## TAREFAS A REALIZAR:
1 – Transcreva do texto sobre o controlo da assiduidade nos hospitais o trecho que começa nas palavras que contêm "Quando nas empresas" e termina em "todos os hospitais.".
2 – Segundo o texto sobre o controlo da assiduidade nos hospitais, que hospital foi o primeiro, ou um dos primeiros, a dispor-se a adquirir meios electrónicos de controlo com reconhecimento da impressão digital?

## EXCERTO FORNECIDO:

Um dos mais espantosos (e ridiculos) teve como pano de fundo o controlo da assiduidade e do cumprimento dos horários em hospitais.
Tradicionalmente esse controlo, na função pública (e não só nos hospitais), é efectuado por assinatura de livros ou de folhas de ponto, à entrada e à saída.
Quando nas empresas privadas já estava generalizado o uso de meios electrónicos, algumas instituições de saúde públicas montaram aparelhos mecânicos.
Ainda hoje, em muitas instituições de saúde públicas, os médicos, nos primeiros dias do mês assinam, de afogadilho, as folhas do mês anterior!
Escusado será salientar todo o tipo de abusos e fraudes que este sistema permite.
Há pouco mais de meia dúzia de anos, e por pressão da Inspecção-Geral da Saúde, saíram directrizes no sentido daquele controlo ser feito por meios mecânicos ou eletrónicos em todos os hospitais.
Como acontece com alguma frequência, a generalidade das administrações hospitalares, submersas em deficits e dividas crescentes, a braços com subfinanciamentos crónicos, "passaram" ao lado e aplicaram as escassas verbas disponíveis em aquisições de material e equipamento que consideraram mais prioritário.
Com nova insistência da I-GS, alguns hospitais dispuseram-se, agora, a adquirir meios electrónicos de contolo com reconhecimento da impressão digital de cada trabalhador, óbviamente um método muito menos susceptível de permitir abusos e fraudes.
O Hospital Pedro Hispano, em Matosinhos, foi o (ou um dos) primeiro(s).
Foi o bom e o bonito!
Os Directores de Serviço (ou ex-, ou futuros ex-, ou ex- futuros ex-, ainda não se percebeu bem) puseram-se em bicos dos pés e apresentaram um abaixo-assinado em que ameaçavam uma demissão colectiva.
A comunicação social sõfrega de pequenos escandalos e fogos fátuos, pôs-se a caminho na esperança de novos acontecimentos que enchessem as primeiras páginas e fizessem vender papel e tempo de antena (sim que Matosinhos, nesse aspecto, não é uma terra qualquer!).
O inefável Bastonário da Ordem dos Médicos (as eleições não estão longe e já há outro candidato assumido) deu-se ao trabalho de se deslocar à provincia para reunir com meis dúzia de médicos e aparecer nas televisões e jornais a dizer dislates, arvorado em supremo defensor dos pobrezinhos dos doentes que, segundo o seu ponto de vista, são contra o controlo da da assiduidade e do cumprimento dos horários pelo pessoal hospitalar!
Os sindicalistas do costume (e mais alguns anónimos) não perderam a oportunidade para aparecer nos media, repetindo as as mesmas aleivosias do Bastonário e, também, com o fito único de defenderem os interesses dos coitados dos doentes!
Só assim os portugueses ficaram a saber, decerto estupefactos, que é contra o interesse dos doentes que os profissionais de saúde, designadamente os médicos, sejam assíduos, pontuais e cumpridores de horários!

## MATERIAL FORNECIDO:
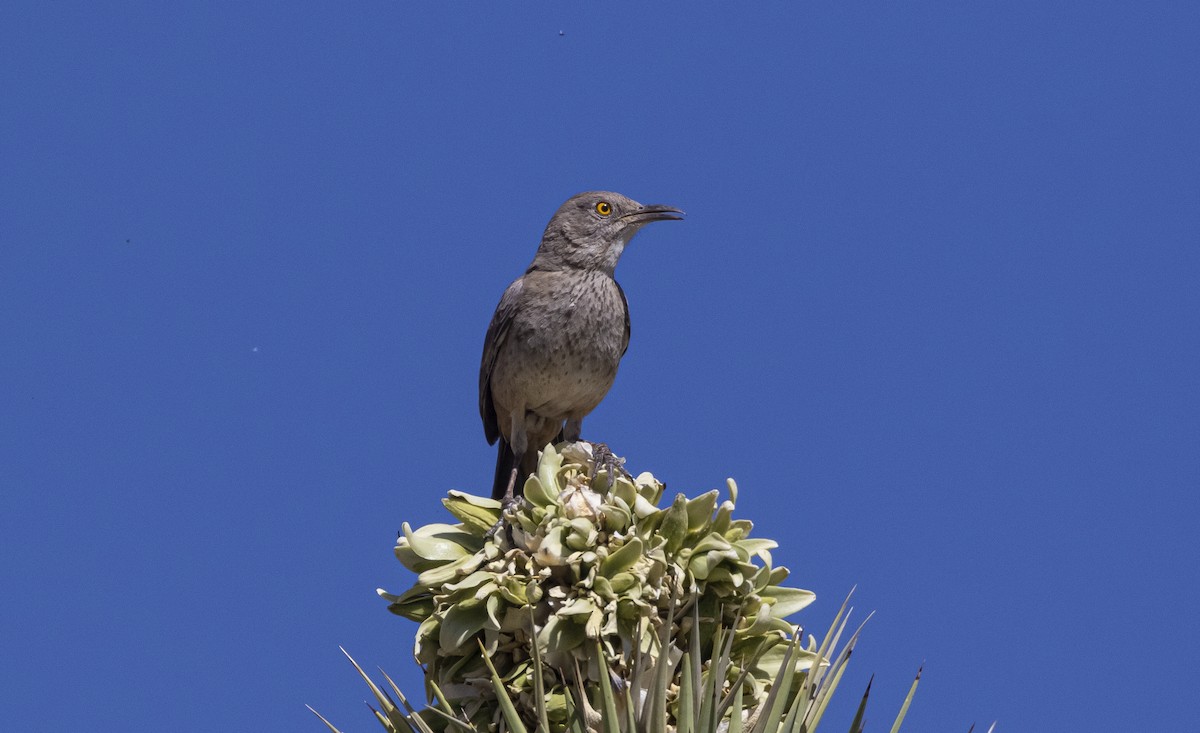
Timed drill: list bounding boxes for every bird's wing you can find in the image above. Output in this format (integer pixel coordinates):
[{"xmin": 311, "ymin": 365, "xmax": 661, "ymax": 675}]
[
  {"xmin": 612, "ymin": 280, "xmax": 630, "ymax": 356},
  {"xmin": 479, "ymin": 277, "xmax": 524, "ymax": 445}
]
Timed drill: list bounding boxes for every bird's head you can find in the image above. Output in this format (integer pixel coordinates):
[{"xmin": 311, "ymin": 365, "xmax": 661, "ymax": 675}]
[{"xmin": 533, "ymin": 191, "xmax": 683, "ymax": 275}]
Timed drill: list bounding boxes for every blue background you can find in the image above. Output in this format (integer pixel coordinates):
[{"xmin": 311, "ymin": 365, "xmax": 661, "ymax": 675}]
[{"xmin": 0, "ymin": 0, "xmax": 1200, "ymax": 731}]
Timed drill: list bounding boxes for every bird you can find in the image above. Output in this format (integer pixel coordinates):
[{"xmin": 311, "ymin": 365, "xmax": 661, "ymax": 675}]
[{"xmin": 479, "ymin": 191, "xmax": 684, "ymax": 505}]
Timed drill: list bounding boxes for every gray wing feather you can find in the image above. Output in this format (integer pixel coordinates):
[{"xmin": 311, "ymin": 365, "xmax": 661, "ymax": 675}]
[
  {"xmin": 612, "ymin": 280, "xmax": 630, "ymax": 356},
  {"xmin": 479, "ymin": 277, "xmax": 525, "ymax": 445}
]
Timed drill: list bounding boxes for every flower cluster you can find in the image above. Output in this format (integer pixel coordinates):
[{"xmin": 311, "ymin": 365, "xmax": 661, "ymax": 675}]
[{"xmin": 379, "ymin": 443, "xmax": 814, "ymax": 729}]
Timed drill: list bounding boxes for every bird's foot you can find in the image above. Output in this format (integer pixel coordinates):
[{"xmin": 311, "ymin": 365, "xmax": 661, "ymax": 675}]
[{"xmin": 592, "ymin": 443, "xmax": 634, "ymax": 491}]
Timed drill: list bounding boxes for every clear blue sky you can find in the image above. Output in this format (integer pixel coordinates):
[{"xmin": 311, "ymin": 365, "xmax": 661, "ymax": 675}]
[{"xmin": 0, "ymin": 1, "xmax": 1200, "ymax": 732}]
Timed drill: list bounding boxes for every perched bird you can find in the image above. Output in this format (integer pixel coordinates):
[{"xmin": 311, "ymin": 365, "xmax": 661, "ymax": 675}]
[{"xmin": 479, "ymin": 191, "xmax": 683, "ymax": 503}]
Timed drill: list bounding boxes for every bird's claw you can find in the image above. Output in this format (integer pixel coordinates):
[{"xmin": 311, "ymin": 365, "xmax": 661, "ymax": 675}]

## RESPOSTAS POR ITEM:
1 –
Quando nas empresas privadas já estava generalizado o uso de meios electrónicos, algumas instituições de saúde públicas montaram aparelhos mecânicos.
Ainda hoje, em muitas instituições de saúde públicas, os médicos, nos primeiros dias do mês assinam, de afogadilho, as folhas do mês anterior!
Escusado será salientar todo o tipo de abusos e fraudes que este sistema permite.
Há pouco mais de meia dúzia de anos, e por pressão da Inspecção-Geral da Saúde, saíram directrizes no sentido daquele controlo ser feito por meios mecânicos ou eletrónicos em todos os hospitais.

2 – O Hospital Pedro Hispano, em Matosinhos.